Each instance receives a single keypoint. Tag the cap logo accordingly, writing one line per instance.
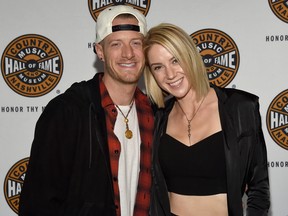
(126, 27)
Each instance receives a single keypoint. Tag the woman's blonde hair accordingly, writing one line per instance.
(182, 47)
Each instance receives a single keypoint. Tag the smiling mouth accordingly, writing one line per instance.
(128, 64)
(176, 83)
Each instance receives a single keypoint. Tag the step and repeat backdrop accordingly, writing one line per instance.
(45, 46)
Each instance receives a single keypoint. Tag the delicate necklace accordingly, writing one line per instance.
(128, 132)
(189, 120)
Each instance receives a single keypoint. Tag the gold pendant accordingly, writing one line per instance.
(128, 134)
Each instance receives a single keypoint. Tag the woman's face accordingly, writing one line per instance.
(167, 71)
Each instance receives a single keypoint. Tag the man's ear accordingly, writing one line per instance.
(99, 51)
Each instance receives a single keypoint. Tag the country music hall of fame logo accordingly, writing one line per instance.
(32, 65)
(277, 119)
(220, 55)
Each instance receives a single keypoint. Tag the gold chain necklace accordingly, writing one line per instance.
(128, 132)
(189, 120)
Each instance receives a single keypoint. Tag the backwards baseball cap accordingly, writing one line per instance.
(104, 21)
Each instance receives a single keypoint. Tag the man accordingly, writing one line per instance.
(85, 157)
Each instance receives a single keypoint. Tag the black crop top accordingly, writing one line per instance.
(196, 170)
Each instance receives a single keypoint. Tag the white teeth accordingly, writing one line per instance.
(176, 83)
(128, 65)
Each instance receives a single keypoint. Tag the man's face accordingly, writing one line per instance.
(122, 53)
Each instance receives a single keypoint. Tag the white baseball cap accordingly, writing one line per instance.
(104, 21)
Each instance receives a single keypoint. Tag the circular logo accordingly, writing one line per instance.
(280, 9)
(277, 119)
(220, 55)
(96, 6)
(14, 182)
(32, 65)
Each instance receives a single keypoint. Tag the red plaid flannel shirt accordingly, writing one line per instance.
(146, 123)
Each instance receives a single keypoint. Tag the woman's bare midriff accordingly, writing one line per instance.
(186, 205)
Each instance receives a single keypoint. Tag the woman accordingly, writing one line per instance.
(209, 146)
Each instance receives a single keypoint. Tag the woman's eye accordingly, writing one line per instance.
(155, 68)
(175, 61)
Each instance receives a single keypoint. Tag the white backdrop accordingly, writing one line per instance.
(260, 35)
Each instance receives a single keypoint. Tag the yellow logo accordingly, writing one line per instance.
(32, 65)
(280, 9)
(277, 119)
(96, 6)
(220, 55)
(14, 182)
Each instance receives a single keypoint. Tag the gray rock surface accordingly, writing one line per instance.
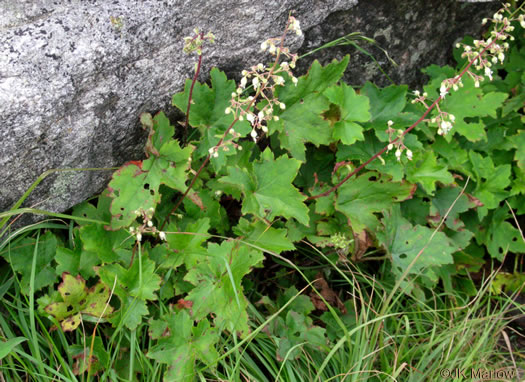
(75, 75)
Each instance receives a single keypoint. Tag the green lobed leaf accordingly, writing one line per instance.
(268, 191)
(302, 121)
(360, 198)
(218, 288)
(404, 242)
(426, 171)
(180, 344)
(352, 108)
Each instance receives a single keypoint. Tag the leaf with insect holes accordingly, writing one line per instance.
(403, 242)
(181, 344)
(351, 108)
(135, 186)
(207, 113)
(302, 120)
(263, 236)
(133, 286)
(268, 190)
(385, 104)
(427, 171)
(491, 181)
(218, 288)
(362, 197)
(77, 299)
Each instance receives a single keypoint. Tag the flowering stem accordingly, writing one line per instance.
(236, 119)
(427, 111)
(197, 71)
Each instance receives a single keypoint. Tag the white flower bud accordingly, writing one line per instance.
(398, 154)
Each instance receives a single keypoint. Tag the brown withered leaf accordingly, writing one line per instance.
(328, 294)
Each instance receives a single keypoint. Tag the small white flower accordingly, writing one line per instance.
(398, 154)
(443, 91)
(488, 73)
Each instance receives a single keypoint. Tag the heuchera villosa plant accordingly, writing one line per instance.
(285, 147)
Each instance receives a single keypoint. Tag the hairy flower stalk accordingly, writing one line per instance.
(481, 58)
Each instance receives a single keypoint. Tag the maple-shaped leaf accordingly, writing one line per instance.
(268, 191)
(263, 236)
(470, 102)
(362, 197)
(491, 181)
(426, 171)
(189, 247)
(182, 345)
(385, 104)
(441, 203)
(302, 120)
(351, 108)
(21, 255)
(207, 113)
(135, 186)
(218, 288)
(77, 299)
(403, 242)
(133, 286)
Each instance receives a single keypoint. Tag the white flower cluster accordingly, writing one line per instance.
(264, 81)
(399, 145)
(194, 43)
(147, 225)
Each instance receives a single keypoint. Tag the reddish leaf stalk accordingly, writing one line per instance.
(197, 71)
(456, 79)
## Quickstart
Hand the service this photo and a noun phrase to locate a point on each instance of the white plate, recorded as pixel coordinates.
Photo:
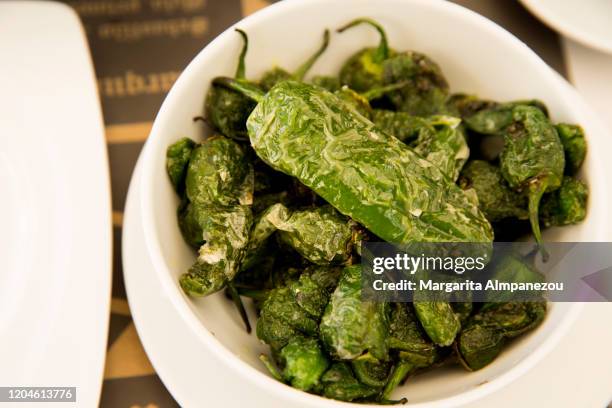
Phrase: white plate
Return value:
(195, 376)
(55, 217)
(589, 21)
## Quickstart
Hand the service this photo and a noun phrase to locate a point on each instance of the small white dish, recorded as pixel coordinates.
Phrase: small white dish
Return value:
(588, 22)
(55, 216)
(476, 56)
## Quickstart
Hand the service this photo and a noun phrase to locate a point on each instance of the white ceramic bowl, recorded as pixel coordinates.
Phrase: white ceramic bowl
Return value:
(476, 56)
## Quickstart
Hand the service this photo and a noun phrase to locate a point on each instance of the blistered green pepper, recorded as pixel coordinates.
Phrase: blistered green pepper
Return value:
(366, 174)
(277, 74)
(331, 83)
(351, 327)
(321, 235)
(532, 158)
(447, 147)
(304, 362)
(263, 227)
(407, 337)
(465, 106)
(497, 116)
(177, 159)
(228, 110)
(191, 219)
(439, 321)
(495, 198)
(363, 70)
(340, 383)
(426, 90)
(404, 126)
(219, 174)
(296, 307)
(370, 371)
(574, 146)
(566, 205)
(225, 232)
(487, 331)
(478, 346)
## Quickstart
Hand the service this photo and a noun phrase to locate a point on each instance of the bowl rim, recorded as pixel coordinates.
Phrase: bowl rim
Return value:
(172, 291)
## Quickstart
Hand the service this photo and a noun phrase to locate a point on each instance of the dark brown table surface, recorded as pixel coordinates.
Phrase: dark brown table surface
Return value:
(139, 47)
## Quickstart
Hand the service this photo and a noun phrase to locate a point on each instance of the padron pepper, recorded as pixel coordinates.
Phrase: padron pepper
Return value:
(495, 198)
(225, 232)
(277, 74)
(177, 159)
(331, 83)
(566, 205)
(219, 189)
(352, 328)
(532, 158)
(404, 126)
(296, 307)
(574, 146)
(414, 348)
(363, 70)
(426, 90)
(372, 177)
(506, 317)
(227, 110)
(219, 173)
(303, 362)
(483, 338)
(340, 383)
(465, 105)
(497, 116)
(321, 235)
(447, 147)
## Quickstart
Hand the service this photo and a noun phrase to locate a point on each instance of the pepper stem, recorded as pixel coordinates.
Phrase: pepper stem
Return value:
(397, 376)
(271, 367)
(377, 92)
(241, 70)
(247, 89)
(255, 294)
(305, 67)
(382, 52)
(536, 190)
(239, 305)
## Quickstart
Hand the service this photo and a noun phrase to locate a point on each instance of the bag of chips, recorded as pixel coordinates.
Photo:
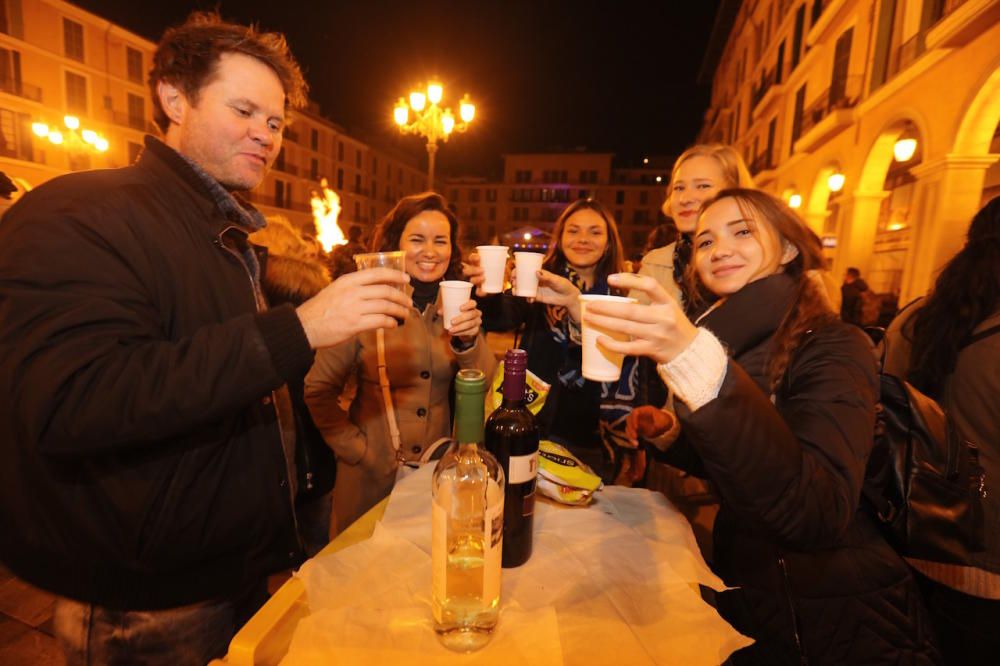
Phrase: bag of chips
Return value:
(563, 477)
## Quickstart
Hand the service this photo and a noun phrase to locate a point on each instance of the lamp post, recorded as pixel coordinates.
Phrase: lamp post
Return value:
(431, 121)
(72, 138)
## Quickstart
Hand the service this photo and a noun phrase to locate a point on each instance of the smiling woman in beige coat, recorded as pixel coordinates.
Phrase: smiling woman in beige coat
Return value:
(422, 357)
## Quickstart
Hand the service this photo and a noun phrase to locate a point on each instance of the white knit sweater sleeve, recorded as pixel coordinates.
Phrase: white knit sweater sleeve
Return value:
(696, 374)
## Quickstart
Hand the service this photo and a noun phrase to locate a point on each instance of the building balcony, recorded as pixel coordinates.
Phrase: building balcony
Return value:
(962, 21)
(905, 54)
(762, 167)
(134, 122)
(829, 114)
(758, 92)
(822, 23)
(775, 92)
(21, 89)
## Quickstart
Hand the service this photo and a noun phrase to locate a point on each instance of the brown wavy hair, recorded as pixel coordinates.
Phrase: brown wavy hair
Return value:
(188, 55)
(613, 259)
(390, 230)
(965, 294)
(811, 307)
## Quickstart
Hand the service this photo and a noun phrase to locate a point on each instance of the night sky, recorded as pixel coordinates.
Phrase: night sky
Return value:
(611, 76)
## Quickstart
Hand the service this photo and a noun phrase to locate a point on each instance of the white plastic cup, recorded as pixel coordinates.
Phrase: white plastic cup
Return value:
(599, 364)
(526, 267)
(454, 294)
(493, 259)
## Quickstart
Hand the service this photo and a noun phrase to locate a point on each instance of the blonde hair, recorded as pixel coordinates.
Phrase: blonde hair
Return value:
(734, 169)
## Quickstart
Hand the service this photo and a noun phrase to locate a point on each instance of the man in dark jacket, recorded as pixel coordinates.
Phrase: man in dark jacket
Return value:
(147, 470)
(851, 299)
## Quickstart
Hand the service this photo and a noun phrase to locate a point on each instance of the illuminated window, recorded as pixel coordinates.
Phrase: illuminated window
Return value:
(73, 39)
(76, 93)
(133, 64)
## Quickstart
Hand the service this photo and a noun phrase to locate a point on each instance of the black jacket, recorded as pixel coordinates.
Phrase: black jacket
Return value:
(811, 569)
(142, 463)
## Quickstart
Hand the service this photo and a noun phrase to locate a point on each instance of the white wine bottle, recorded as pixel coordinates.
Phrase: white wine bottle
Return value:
(467, 527)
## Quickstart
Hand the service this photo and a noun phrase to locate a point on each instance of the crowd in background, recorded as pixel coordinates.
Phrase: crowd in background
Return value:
(196, 397)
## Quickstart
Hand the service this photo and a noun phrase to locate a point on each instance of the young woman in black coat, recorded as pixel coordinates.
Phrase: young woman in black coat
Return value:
(780, 411)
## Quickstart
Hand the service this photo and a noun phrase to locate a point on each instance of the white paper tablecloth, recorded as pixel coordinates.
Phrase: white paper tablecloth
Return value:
(612, 583)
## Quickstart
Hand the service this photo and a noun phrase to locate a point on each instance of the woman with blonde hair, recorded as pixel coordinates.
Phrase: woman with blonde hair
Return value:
(779, 403)
(698, 175)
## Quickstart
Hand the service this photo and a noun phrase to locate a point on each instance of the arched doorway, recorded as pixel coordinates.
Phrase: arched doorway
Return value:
(894, 229)
(822, 211)
(953, 186)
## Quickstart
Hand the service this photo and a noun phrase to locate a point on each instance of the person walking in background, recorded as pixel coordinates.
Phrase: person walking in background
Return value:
(421, 359)
(779, 412)
(948, 346)
(341, 258)
(147, 478)
(852, 297)
(293, 272)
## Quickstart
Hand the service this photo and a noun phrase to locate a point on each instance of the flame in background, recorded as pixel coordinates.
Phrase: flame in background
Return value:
(326, 210)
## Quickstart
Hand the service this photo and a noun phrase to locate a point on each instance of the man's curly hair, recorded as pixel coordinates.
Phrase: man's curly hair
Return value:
(188, 55)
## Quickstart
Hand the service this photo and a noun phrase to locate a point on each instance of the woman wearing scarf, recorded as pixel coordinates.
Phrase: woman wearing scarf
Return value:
(778, 410)
(422, 357)
(584, 249)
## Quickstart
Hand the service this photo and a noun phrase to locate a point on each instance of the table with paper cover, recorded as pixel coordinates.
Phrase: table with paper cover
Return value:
(612, 582)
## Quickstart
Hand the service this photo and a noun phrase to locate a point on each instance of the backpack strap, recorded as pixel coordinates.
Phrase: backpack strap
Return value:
(982, 335)
(383, 380)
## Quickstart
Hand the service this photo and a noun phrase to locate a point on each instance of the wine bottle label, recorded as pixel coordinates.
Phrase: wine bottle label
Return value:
(522, 468)
(439, 551)
(492, 542)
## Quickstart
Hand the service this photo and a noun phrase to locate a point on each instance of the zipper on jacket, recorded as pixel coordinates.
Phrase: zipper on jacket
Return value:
(274, 403)
(803, 660)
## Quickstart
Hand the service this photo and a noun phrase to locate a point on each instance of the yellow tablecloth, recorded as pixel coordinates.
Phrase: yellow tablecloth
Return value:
(615, 582)
(264, 639)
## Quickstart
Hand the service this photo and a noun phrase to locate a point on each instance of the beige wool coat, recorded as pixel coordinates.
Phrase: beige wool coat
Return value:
(421, 365)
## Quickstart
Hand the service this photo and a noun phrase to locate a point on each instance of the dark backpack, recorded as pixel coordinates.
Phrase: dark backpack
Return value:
(923, 482)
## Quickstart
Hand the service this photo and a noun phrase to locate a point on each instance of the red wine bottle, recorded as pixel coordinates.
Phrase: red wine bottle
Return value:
(512, 437)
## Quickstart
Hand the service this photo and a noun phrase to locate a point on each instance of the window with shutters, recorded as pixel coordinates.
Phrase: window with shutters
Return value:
(73, 39)
(133, 64)
(76, 93)
(136, 112)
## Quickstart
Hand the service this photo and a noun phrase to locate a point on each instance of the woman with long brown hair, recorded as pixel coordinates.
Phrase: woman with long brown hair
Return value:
(779, 412)
(948, 346)
(421, 359)
(583, 250)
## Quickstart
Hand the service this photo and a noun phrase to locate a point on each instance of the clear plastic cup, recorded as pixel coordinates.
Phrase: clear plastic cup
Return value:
(599, 364)
(395, 260)
(493, 259)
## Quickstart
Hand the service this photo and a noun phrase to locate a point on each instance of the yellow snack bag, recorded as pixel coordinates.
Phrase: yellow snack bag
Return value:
(535, 390)
(563, 477)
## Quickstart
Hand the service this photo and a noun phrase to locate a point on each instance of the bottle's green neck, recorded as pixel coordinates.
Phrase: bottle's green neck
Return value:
(469, 416)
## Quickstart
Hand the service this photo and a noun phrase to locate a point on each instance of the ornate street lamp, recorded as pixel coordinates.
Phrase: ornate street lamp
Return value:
(431, 121)
(72, 138)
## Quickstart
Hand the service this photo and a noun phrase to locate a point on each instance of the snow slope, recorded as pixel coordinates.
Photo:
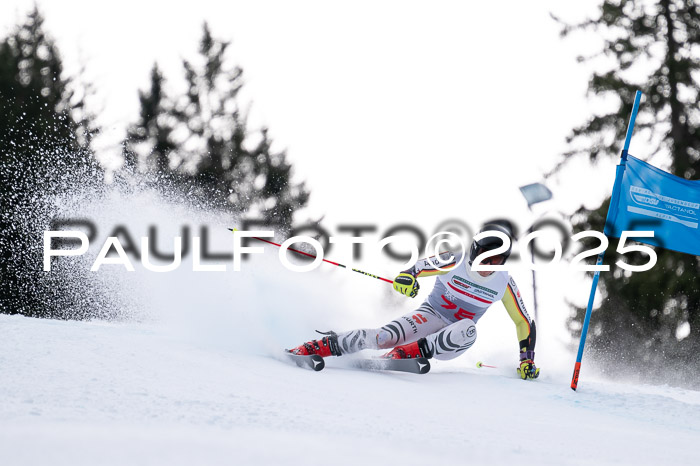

********

→ **Set exercise**
Locate every line in the records above that contains the string "strap" and copy each of those lines in full.

→ **Output for this exercise**
Hand the service this photo and a noun phrase to locate a point on each instance of the backpack strap, recorded as pixel coordinates.
Phrase: backpack strap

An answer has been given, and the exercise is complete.